DOKUMEN:
○ ○ ○ ○ ○ ○ ○

Bener bos. Ibarat kata, orang yang punya masalah bau badan biasanya akan bilang hal yang sama ketika ada orang lain bilang badannya bau. Dia merasa dipojokkan hanya karena definisi bau badannya beda dengan yang memberi tahu bahwa badannya bau.
--
Sent from my Android phone with K-9 Mail. Please excuse my brevity.
Yudi Yuliyadi <yudi@geoindo.com> wrote:
Penelitian yang tendensius ni,kaum sekuler Indonesia sudah mulai takut
dengan kebangkitan islam di Negara yang tercinta ini.

○ ○ ○ ○ ○ ○ ○

DATA TERSEDIA:

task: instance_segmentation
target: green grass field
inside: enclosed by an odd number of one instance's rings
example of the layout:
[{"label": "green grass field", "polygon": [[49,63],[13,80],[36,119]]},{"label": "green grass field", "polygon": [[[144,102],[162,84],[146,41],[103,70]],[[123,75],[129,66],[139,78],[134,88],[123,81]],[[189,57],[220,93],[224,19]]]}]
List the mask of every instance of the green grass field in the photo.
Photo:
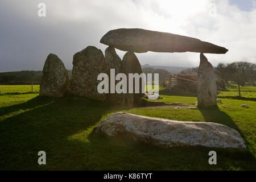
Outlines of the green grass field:
[{"label": "green grass field", "polygon": [[[31,85],[0,85],[2,94],[24,94],[32,92],[32,86]],[[33,92],[36,93],[39,92],[39,85],[33,85]]]},{"label": "green grass field", "polygon": [[[31,91],[31,85],[1,85],[1,88],[0,169],[256,169],[255,88],[242,88],[241,98],[237,97],[236,89],[222,92],[218,99],[222,104],[218,104],[218,109],[197,110],[127,109],[80,97],[51,98],[38,97],[38,93],[25,94]],[[193,96],[162,96],[160,101],[167,102],[193,105],[196,101]],[[249,108],[242,108],[241,104],[247,104]],[[165,148],[94,132],[101,119],[122,110],[226,125],[240,132],[247,149]],[[41,150],[47,154],[45,166],[38,164],[38,152]],[[211,150],[217,152],[217,165],[208,164]]]}]

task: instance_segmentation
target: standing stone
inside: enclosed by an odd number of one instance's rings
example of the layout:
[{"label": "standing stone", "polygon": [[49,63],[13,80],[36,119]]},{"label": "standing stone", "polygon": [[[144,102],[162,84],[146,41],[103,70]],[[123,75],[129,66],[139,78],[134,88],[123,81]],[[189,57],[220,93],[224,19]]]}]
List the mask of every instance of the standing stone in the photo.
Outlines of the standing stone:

○ ○ ○ ○ ○ ○ ○

PETUNJUK LATIHAN: Kutip dari dokumen di atas bagian yang dimulai dengan "Yudi Yuliyadi <yudi@geoindo.com>" dan berlanjut hingga "yang tercinta ini.", tanpa mengubah satu kata pun.

JAWABAN BENAR:
Yudi Yuliyadi <yudi@geoindo.com> wrote:
Penelitian yang tendensius ni,kaum sekuler Indonesia sudah mulai takut
dengan kebangkitan islam di Negara yang tercinta ini.